# WRITTEN TASK 1
Return, word for word, the stretch of the records below from the line containing "of the dark" through the line containing "column 179, row 179", both included.

# DOCUMENT PASSAGE
···
Biber magazine

Published October 10, 2025
Contributed by Nguyen Gobber


Photo: Nguyen Gobber. License: All Rights Reserved.






Biber, which means “pepper” or “chilli” in Turkish and Serbo-Croatian, is an Austrian magazine that covers diversity, education, economy, politics, society, and culture, with a particular focus on Austrians with a migration background. Its first issue was published in 2006. The magazine ceased publication in 2023 but was relaunched in April 2025 with a print run of 100,000 appearing twice a year.

The first issue of the redesigned Biber magazine focuses on the people who keep Vienna running, both visible and invisible. Visually, the relaunch embraces a clean, contemporary editorial design grounded in clarity and contrast. Bold sans-serif typography, modular layouts, and an expressive colour palette define its new identity.

From layered interviews and street-level photo features to graphically minimal infographics, the magazine balances youthful energy with editorial discipline. The design aims to reflect Vienna’s cultural mosaic not through ornamentation, but through thoughtful hierarchy and human-centred storytelling.

The designer Valerija Ilcuka combined several typefaces with Farmacia by Nguyen Gobber used for headlines, and Exposure by 205TF, Triptych Roman by The Pyte Foundry, Aether Mono by DDOTT, and the sans-serif Athletics by Family Type for running and supporting text.
···
# Named-object pointing records
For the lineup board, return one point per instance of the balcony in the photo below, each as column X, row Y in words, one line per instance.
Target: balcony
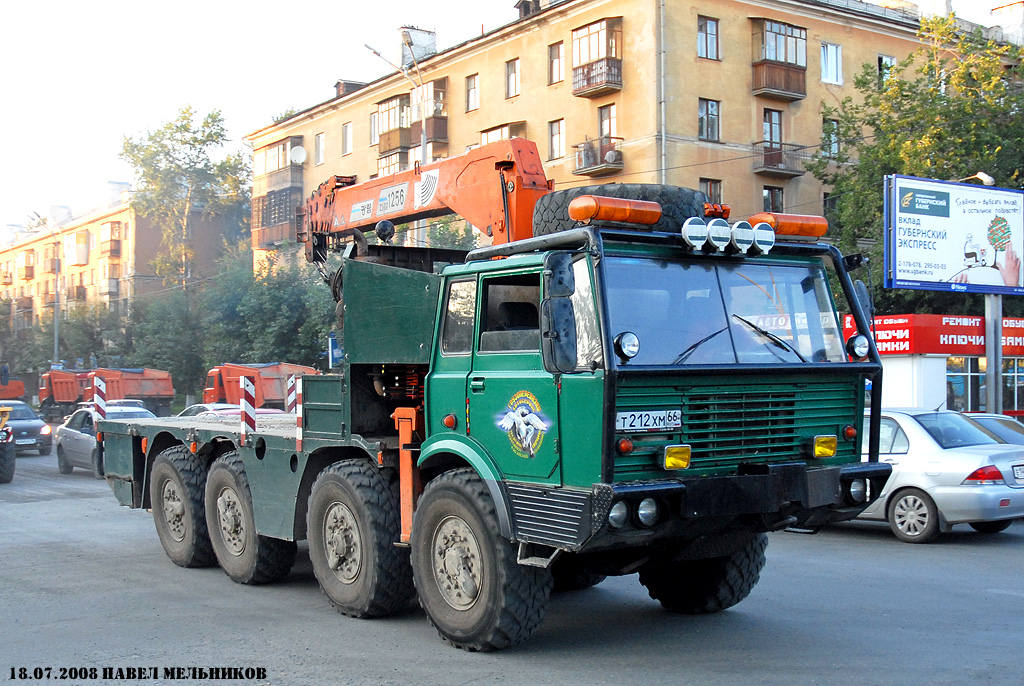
column 397, row 139
column 111, row 248
column 779, row 160
column 598, row 157
column 779, row 81
column 597, row 78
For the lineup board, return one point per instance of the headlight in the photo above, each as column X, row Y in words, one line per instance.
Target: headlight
column 858, row 346
column 617, row 515
column 647, row 512
column 627, row 345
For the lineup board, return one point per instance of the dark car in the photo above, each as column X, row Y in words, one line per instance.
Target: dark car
column 77, row 444
column 31, row 432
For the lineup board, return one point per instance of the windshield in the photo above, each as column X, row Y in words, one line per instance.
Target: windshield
column 704, row 312
column 953, row 430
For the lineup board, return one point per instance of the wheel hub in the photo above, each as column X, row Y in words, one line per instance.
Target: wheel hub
column 229, row 516
column 174, row 511
column 341, row 543
column 457, row 563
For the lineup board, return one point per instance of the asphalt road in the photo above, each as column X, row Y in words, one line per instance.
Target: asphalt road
column 85, row 584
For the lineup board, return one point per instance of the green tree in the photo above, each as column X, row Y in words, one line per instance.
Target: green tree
column 180, row 179
column 949, row 110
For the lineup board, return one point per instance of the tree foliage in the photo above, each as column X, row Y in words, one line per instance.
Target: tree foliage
column 952, row 108
column 179, row 179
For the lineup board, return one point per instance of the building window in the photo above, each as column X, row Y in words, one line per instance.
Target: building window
column 832, row 63
column 472, row 92
column 713, row 188
column 346, row 138
column 556, row 139
column 829, row 137
column 708, row 120
column 512, row 78
column 784, row 43
column 320, row 152
column 886, row 63
column 708, row 38
column 772, row 199
column 607, row 124
column 595, row 41
column 556, row 62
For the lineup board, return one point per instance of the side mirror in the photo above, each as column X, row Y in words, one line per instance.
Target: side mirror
column 558, row 335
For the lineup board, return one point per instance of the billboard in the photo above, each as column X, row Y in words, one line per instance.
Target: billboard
column 943, row 236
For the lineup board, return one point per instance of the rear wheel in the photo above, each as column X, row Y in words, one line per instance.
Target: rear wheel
column 913, row 517
column 991, row 526
column 244, row 555
column 470, row 586
column 700, row 587
column 352, row 525
column 176, row 488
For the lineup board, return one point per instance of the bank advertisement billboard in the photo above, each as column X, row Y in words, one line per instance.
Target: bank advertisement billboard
column 942, row 236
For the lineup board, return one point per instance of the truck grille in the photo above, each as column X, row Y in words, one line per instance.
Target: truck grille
column 734, row 423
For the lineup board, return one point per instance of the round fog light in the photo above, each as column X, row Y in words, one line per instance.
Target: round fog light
column 858, row 490
column 647, row 512
column 617, row 515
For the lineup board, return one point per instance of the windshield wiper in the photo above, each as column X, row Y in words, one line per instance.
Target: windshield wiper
column 690, row 350
column 772, row 337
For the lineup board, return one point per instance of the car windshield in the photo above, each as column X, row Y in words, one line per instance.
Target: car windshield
column 705, row 312
column 953, row 430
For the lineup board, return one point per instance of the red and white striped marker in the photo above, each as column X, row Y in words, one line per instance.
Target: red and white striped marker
column 298, row 415
column 248, row 401
column 290, row 394
column 99, row 396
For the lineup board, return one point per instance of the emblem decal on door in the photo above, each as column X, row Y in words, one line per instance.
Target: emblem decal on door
column 524, row 424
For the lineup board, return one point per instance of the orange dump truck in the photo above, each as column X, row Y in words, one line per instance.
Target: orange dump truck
column 270, row 378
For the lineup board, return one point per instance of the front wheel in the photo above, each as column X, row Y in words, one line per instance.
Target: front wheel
column 991, row 526
column 352, row 525
column 472, row 589
column 913, row 517
column 244, row 555
column 700, row 587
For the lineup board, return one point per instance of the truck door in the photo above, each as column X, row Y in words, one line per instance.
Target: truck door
column 513, row 401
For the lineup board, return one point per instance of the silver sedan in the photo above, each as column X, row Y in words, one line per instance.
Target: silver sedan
column 946, row 471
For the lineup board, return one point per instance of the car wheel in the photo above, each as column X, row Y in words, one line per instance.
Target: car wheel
column 991, row 526
column 913, row 517
column 62, row 464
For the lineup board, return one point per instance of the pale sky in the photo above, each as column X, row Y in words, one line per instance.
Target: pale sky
column 78, row 77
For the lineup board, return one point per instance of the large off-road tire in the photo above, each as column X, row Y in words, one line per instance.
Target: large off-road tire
column 473, row 592
column 352, row 523
column 700, row 587
column 572, row 574
column 8, row 458
column 64, row 466
column 177, row 486
column 245, row 555
column 913, row 517
column 551, row 213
···
# WRITTEN TASK 2
Retype the stretch of the Biber magazine passage from "The first issue" through "and supporting text." precisely as it stands.

# FULL OUTPUT 1
For the lineup board, return one point per instance of the dark car in the photo above, each as column X, row Y in words, one line per instance.
Target: dark car
column 77, row 444
column 31, row 432
For the lineup board, return one point per instance of the windshield in the photo above, each as column X, row Y in words, one line per instance.
Target: windshield
column 704, row 312
column 953, row 430
For the lineup board, return one point per instance of the wheel hub in the photo above, each as column X, row Y in words, one line per instance.
Target: wheel hub
column 229, row 516
column 174, row 511
column 341, row 543
column 457, row 563
For the lineup board, return one point per instance of the asphalt road in the photo above, each as column X, row Y in words, one line per instance.
Target: asphalt road
column 85, row 584
For the lineup board, return one point per instance of the green tree in the photo above, each as column X, row Y in words, one line per instance.
Target: green tree
column 180, row 179
column 949, row 110
For the lineup board, return one point per instance of the tree foliage in the photo above, each as column X, row Y in words, one line per instance.
Target: tree foliage
column 952, row 108
column 179, row 179

# FULL OUTPUT 2
The first issue of the redesigned Biber magazine focuses on the people who keep Vienna running, both visible and invisible. Visually, the relaunch embraces a clean, contemporary editorial design grounded in clarity and contrast. Bold sans-serif typography, modular layouts, and an expressive colour palette define its new identity.

From layered interviews and street-level photo features to graphically minimal infographics, the magazine balances youthful energy with editorial discipline. The design aims to reflect Vienna’s cultural mosaic not through ornamentation, but through thoughtful hierarchy and human-centred storytelling.

The designer Valerija Ilcuka combined several typefaces with Farmacia by Nguyen Gobber used for headlines, and Exposure by 205TF, Triptych Roman by The Pyte Foundry, Aether Mono by DDOTT, and the sans-serif Athletics by Family Type for running and supporting text.